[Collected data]
►
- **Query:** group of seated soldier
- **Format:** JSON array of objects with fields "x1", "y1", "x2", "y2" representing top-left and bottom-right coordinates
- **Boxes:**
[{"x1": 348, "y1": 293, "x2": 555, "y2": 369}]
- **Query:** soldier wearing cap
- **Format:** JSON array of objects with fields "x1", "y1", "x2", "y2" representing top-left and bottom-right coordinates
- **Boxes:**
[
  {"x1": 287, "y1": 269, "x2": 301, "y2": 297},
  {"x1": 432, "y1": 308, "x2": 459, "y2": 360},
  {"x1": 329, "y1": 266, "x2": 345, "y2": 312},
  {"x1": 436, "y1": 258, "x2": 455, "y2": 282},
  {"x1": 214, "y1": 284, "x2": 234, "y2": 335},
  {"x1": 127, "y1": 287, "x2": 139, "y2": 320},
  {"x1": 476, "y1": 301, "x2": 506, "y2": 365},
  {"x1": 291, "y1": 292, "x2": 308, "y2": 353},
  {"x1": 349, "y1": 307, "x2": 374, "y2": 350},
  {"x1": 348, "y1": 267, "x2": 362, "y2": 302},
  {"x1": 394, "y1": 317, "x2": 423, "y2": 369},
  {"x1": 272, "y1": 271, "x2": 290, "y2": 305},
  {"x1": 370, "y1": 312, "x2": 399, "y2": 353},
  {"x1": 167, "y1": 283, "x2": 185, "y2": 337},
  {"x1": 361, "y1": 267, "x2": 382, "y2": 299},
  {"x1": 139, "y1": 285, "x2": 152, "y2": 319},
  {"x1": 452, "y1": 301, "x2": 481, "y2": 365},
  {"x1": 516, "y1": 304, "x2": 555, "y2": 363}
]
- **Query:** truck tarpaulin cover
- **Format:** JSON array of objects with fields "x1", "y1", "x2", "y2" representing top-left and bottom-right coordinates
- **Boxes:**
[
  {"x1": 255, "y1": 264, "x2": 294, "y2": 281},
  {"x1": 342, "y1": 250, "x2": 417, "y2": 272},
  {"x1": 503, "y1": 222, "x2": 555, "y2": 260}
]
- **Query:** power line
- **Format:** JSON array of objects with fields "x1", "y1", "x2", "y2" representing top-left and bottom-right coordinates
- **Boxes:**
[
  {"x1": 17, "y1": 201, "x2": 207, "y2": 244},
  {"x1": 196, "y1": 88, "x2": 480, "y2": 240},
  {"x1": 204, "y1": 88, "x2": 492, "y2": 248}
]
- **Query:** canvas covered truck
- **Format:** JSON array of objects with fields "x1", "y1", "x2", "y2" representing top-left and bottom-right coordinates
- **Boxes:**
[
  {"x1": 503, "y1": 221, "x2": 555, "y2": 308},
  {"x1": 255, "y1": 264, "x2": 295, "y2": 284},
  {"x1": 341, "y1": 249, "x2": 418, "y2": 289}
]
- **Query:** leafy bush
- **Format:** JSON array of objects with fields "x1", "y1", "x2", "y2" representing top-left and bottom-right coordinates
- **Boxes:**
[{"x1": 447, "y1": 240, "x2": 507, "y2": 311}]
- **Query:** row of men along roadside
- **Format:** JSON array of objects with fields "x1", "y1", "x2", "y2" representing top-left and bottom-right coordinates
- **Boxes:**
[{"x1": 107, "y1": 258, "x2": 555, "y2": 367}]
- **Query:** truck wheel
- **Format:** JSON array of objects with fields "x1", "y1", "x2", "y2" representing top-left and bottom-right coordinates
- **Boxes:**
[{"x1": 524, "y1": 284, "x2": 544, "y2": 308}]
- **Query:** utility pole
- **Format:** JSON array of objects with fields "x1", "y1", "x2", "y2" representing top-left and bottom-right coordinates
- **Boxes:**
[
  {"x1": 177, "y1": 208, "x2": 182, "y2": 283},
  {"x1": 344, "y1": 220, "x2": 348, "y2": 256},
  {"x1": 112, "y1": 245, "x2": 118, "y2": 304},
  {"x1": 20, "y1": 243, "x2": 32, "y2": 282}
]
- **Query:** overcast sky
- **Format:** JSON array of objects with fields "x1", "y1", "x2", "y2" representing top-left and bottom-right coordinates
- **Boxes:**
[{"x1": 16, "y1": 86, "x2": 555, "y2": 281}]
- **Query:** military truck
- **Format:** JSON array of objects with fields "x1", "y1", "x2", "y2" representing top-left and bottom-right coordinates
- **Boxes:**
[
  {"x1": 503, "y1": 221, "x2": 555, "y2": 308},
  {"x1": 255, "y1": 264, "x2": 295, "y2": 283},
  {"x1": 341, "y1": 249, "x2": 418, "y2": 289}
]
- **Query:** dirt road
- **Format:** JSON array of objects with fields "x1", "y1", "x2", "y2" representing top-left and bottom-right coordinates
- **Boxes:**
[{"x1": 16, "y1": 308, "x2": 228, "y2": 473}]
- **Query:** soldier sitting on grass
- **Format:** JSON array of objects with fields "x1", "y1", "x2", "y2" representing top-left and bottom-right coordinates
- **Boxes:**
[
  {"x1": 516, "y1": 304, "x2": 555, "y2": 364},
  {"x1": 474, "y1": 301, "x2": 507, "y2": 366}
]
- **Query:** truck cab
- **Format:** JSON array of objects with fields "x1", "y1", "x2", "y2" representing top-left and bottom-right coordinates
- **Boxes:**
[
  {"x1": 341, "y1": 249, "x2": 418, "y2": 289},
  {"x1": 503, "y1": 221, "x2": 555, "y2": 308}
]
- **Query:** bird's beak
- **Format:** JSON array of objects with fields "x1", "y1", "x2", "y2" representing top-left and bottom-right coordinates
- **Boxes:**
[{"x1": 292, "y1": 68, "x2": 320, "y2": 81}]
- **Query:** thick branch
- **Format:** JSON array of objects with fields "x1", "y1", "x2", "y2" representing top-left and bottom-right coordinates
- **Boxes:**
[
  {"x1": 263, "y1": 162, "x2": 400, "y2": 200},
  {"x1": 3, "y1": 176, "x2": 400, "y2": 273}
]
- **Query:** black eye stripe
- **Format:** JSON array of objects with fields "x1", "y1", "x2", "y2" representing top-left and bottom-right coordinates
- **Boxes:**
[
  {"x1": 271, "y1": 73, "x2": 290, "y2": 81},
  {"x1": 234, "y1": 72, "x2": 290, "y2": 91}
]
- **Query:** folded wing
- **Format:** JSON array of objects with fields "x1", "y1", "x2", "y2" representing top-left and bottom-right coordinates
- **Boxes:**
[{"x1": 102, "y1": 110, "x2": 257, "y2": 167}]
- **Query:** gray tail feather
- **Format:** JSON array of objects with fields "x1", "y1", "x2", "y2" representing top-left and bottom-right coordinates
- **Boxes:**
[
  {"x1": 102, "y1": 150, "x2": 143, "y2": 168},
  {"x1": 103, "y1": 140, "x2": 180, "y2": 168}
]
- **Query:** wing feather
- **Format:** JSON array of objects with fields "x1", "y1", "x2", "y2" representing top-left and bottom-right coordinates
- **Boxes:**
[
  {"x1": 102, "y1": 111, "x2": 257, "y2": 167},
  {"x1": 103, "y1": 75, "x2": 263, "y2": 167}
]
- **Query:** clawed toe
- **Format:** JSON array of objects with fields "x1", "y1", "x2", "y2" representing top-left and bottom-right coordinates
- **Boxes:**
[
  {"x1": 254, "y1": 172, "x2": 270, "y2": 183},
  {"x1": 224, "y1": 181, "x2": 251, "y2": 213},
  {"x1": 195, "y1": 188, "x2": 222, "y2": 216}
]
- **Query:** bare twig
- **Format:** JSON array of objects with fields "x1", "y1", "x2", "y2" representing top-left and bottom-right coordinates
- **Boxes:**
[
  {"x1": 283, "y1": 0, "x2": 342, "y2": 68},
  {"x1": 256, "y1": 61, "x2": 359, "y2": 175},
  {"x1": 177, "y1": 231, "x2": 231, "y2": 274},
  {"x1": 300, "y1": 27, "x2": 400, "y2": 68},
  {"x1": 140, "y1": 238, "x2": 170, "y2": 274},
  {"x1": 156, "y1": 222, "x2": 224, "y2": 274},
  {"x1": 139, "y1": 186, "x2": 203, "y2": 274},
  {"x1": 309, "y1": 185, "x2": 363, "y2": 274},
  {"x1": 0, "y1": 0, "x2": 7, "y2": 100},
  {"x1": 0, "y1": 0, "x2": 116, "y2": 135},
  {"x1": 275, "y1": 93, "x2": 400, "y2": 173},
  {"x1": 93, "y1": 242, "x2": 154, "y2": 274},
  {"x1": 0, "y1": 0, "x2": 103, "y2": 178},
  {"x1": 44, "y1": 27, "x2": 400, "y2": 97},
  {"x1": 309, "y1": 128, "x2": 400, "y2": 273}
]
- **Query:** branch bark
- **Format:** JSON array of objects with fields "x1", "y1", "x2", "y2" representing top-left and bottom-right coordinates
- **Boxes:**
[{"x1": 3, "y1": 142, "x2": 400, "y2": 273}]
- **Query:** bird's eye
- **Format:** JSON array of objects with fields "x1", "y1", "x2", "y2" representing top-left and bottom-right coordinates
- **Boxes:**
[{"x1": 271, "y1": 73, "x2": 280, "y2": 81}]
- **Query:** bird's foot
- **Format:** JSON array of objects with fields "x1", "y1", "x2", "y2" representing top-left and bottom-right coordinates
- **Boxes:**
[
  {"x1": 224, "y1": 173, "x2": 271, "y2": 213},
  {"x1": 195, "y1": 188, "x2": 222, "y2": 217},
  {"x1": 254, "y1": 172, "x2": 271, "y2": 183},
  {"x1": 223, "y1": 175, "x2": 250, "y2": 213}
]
◄
**EXERCISE GOAL**: After counting the lines of the records above that hold the word "feather", give the total and nothing else.

**TASK ANSWER**: 2